=== The exercise ===
Please reproduce each of the rows below word for word.
• • • • •
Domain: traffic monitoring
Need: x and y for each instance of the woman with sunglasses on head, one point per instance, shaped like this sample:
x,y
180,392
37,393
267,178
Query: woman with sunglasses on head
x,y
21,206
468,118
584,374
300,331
• • • • •
=== Solution to this problem ===
Domain: traffic monitoring
Need: x and y for each instance of the woman with sunglasses on head, one point per instance, shaped like this sample:
x,y
180,392
37,393
267,178
Query: woman with sunglasses on head
x,y
21,206
468,118
584,374
300,331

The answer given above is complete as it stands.